Set task = In full and without alteration, give the listing again.

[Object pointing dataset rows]

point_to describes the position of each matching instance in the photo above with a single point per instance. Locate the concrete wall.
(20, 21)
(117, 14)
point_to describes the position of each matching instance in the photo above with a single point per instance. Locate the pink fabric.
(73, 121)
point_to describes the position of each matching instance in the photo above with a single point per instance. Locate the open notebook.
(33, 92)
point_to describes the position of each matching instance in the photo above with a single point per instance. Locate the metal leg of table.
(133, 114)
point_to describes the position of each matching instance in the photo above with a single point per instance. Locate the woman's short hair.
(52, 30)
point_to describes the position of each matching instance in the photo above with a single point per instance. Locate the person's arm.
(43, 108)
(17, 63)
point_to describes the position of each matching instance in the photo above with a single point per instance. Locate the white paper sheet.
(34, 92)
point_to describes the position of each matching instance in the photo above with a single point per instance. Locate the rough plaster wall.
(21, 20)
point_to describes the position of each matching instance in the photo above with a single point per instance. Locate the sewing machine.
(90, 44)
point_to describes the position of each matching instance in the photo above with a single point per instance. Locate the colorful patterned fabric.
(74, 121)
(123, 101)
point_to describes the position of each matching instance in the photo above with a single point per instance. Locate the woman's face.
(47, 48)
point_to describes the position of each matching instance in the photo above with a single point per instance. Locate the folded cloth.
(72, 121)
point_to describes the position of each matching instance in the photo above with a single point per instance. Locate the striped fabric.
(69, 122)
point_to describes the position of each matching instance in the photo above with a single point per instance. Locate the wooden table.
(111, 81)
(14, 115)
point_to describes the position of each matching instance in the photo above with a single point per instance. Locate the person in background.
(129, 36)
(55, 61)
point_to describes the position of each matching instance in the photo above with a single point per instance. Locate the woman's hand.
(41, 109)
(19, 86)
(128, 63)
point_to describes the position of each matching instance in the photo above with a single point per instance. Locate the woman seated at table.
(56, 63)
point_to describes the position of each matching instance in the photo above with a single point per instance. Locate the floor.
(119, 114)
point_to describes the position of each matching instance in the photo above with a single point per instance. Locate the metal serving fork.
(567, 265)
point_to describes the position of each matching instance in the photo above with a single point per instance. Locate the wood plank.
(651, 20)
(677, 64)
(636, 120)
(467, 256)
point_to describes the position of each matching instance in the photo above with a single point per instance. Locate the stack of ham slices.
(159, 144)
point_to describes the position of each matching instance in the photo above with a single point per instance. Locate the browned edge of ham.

Response =
point_to describes the position of each matching instance in the photo above with a single point per instance. Locate the concrete wall.
(20, 21)
(117, 14)
point_to describes the position of each matching instance in the photo above with a single point per instance. Locate the pink fabric.
(73, 121)
point_to describes the position of each matching instance in the photo above with a single point per instance. Locate the open notebook.
(33, 92)
point_to describes the position of each matching instance in the photo above with a single point per instance. Locate the metal leg of table.
(133, 114)
point_to describes the position of each matching instance in the photo above with a single point per instance. Locate the woman's short hair.
(52, 30)
point_to describes the position of each matching instance in the photo above with a single point per instance. Locate the person's arm.
(43, 108)
(17, 63)
point_to describes the position of each matching instance in the photo above with a single point per instance. Locate the white paper sheet.
(34, 92)
point_to describes the position of each matching instance in the photo above with a single point per instance. Locate the rough plaster wall.
(21, 20)
point_to describes the position of each matching instance in the photo above with a single point per instance. Locate the sewing machine.
(90, 44)
point_to describes the position of each matching instance in the photo above with a single point per instance. Locate the colorful patterned fabric.
(74, 121)
(123, 101)
point_to describes the position of each matching instance in the photo above with a single point per instance. Locate the woman's face.
(47, 48)
point_to describes the position of each matching instance in the photo above with a single point per instance. Locate the folded cloth.
(72, 121)
point_to describes the position of each matching instance in the photo above with a single point per instance. Locate the striped fabric.
(69, 122)
point_to describes the position of each matching instance in the photo above with a single point per instance. Locate the wooden table.
(111, 81)
(14, 115)
point_to describes the position of each matching instance in the photo above with a single point per instance. Locate the person in background.
(129, 36)
(55, 61)
point_to describes the position of each matching instance in the photo above with a single point per instance. Locate the woman's hand.
(41, 109)
(19, 86)
(128, 63)
point_to describes the position of each matching instance in the photo above with a single point per instance. Locate the woman seated at table.
(56, 63)
point_to describes the position of each matching instance in the photo above with a single point per instance. Locate the floor.
(119, 114)
point_to describes the position of each matching instance in the photo above with a single point per instance. Locate the metal serving fork.
(567, 265)
point_to describes the position of each matching instance in the photo above with a single point per instance. Locate the wood plank.
(651, 20)
(677, 64)
(636, 120)
(467, 256)
point_to describes the position of each matching instance in the photo above with a single point per instance. Locate the stack of ham slices.
(159, 144)
point_to describes the position of each matching instance in the photo above with a single point per instance. Locate the browned edge of ham.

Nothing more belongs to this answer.